### Extract to read

____________

When to use: several services call models, or you need kill-switches and routing. When to skip: one app, one key, early prototype.
Quick reference
- Centralize keys, limits, and request logs.
- Route easy tasks to cheaper models.
- Failover and shadow traffic become possible.
- Version the gateway like any critical API.
Remember this
I can explain why many apps should call models through one gateway.
Inference economics
Inference economics is simple: tokens cost money. A request either hits cache (cheaper) or misses (full compute) — both land on the bill. The triage agent that pastes the whole repo into every prompt will bankrupt you.
Track cost per successful ticket draft, shrink context, cache where providers allow, and route easy classification to smaller models.
Quick reference
- Measure cost per successful task, not only $/1k tokens.
- Retrieval beats stuffing the entire codebase.
- Budgets and alerts belong next to latency SLOs.
- When to care: any feature past a weekend demo.
Remember this
I can connect tokens, cache hits/misses, and the total inference bill.
Evals and guardrails
Evals run golden bug reports through the system and score pass/fail. Guardrails screen the user prompt, then check the model’s reply before it opens a ticket.
Ship both. Without evals, prompt edits are guesses. Without guards, a jailbreak or PII leak becomes your incident. Log every block so silent filters do not hide product bugs.
Quick reference
- Golden sets beat “looks good in chat.”
- Eval when prompts, models, or retrieval change.
- Input screen → model → response checks → safe reply.
- Fail closed on irreversible tools (delete, mass email).
Remember this
I can describe continuous evals and the input/output guardrail pipeline.
Follow one bug report through the system
Zoom in. A user pastes a crash log. The loop decides to search docs via MCP, tracks a weak match, optimizes by asking for the app version, then opens a draft ticket. Guards blocked a prompt-injection attempt earlier. A trace shows three tool calls and $0.04 of tokens.
That single path is how the nine concepts stop being a poster and become a system you can debug.
Quick reference
- High-level map = which boxes exist.
- This path = what happens on one ticket.

____________

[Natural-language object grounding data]
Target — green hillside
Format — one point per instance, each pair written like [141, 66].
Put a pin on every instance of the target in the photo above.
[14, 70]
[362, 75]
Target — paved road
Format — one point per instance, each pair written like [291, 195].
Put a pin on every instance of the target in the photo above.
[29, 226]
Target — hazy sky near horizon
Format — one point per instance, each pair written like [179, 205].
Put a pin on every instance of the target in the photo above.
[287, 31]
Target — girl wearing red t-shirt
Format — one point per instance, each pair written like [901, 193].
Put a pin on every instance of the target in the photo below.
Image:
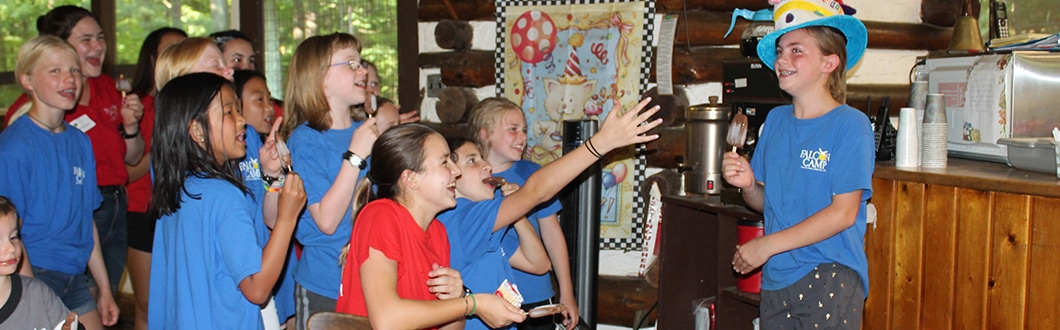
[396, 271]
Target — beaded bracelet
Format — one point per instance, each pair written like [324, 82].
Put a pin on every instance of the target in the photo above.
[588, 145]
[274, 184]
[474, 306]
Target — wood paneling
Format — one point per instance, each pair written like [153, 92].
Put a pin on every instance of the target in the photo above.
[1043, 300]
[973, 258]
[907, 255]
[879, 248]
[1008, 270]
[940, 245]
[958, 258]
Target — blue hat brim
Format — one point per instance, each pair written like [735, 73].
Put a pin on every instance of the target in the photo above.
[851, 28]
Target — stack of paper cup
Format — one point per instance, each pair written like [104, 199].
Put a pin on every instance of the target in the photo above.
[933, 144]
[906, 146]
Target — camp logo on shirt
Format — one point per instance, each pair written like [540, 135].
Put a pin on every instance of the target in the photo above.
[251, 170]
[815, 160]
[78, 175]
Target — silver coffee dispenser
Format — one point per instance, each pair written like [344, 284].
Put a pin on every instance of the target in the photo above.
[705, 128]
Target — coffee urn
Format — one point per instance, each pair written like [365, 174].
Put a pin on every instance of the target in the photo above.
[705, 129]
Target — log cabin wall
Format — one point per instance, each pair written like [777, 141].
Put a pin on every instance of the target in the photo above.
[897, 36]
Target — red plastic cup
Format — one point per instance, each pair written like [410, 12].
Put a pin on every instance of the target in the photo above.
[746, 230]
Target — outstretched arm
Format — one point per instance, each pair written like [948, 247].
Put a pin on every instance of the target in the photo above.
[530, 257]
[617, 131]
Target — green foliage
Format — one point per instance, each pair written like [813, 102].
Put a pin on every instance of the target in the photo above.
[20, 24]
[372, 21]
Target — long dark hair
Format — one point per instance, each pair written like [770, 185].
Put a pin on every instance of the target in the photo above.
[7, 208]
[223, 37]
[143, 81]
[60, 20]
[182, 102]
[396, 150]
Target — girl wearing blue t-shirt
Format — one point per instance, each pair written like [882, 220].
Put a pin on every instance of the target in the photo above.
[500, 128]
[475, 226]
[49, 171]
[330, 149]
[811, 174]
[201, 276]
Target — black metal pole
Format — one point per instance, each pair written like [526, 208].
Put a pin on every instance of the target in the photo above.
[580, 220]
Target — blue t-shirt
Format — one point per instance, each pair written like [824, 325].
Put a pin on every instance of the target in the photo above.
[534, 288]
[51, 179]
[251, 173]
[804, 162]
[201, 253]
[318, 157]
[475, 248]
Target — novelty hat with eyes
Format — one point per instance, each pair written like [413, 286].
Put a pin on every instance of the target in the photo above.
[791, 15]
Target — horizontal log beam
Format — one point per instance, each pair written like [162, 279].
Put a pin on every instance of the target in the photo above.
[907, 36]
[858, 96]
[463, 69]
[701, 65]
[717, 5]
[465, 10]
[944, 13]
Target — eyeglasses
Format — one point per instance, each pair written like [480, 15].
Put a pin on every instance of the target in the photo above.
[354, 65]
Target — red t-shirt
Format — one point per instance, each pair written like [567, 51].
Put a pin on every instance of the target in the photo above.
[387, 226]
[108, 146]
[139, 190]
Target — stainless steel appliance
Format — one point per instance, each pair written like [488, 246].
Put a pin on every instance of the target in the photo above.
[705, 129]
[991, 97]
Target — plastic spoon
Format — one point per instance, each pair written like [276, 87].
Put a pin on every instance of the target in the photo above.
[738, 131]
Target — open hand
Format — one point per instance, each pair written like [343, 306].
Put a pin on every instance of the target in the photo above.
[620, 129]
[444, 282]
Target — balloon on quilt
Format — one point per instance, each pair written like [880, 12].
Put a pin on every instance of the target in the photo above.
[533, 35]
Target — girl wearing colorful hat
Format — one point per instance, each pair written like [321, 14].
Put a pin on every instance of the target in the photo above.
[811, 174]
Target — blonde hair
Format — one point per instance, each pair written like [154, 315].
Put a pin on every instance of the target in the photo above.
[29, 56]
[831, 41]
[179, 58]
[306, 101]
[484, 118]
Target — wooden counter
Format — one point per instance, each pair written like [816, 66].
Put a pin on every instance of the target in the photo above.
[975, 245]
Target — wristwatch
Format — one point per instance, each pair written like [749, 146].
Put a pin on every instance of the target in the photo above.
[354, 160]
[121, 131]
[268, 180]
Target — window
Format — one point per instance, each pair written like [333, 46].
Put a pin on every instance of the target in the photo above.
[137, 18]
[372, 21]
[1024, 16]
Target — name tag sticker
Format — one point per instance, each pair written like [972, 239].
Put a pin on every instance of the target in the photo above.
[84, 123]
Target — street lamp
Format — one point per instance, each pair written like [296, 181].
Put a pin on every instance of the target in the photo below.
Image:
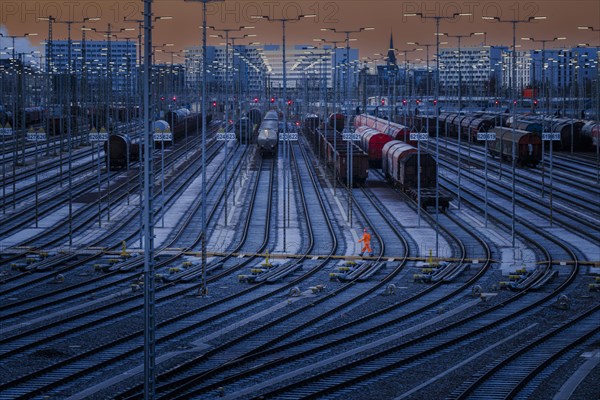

____________

### Requirement 1
In the text on running AI models in production, what did the trace show for the single bug report?
### Requirement 2
Does each statement agree with the text on running AI models in production? Answer yes or no for each, and quote the deciding words.
(a) An early prototype with one app and one key can skip the gateway.
(b) Cost should be measured only in dollars per 1k tokens.
(c) Irreversible tools should fail open.
### Requirement 3
Carry on the text on running AI models in production from its last line.

### Exercise result 1
Three tool calls and $0.04 of tokens.

### Exercise result 2
(a) Yes: "When to skip: one app, one key, early prototype."
(b) No: "Measure cost per successful task, not only $/1k tokens."
(c) No: "Fail closed on irreversible tools (delete, mass email)."

### Exercise result 3
- Missing traces make “why did it loop?” unanswerable.
- Practice: write this path for your own agent before adding subagents.
Remember this
I can walk one bug report through loop → MCP tool → guard → draft ticket → trace.
Observability and the Bitter Lesson
Observability means agent runs emit traces, logs, and metrics into panels you actually watch. Without them you cannot debug a twenty-step failure.
The Bitter Lesson: systems that bet on general models + compute beat brittle custom rules that do not scale. Keep thin rules for hard policy; bet the core on learning, then wrap with evals and guards.
Quick reference
- Traces = step path; logs = events; metrics = cost/latency/quality.
- Custom rules → hard to maintain → weak scaling.
- Models + compute → improve over time → stronger results.
- Use rules as policy edges, not as the whole brain.
Remember this
I can demand traces/logs/metrics and apply the Bitter Lesson to architecture bets.
The nine concepts — loops, MCP, multi-agent, gateways, inference economics, evals, guardrails, observability, and the Bitter Lesson — separate production AI from clever prompts. Runtime needs tools and limits; platforms need gateways and cost control; quality needs evals and guards; production needs visibility; strategy favors scalable learning.
Your homework: implement a Decide–Perform–Track–Optimize loop with two MCP tools, ten golden triage cases, and input/output guards. Add a one-line token counter to the response headers. That beats memorizing another poster.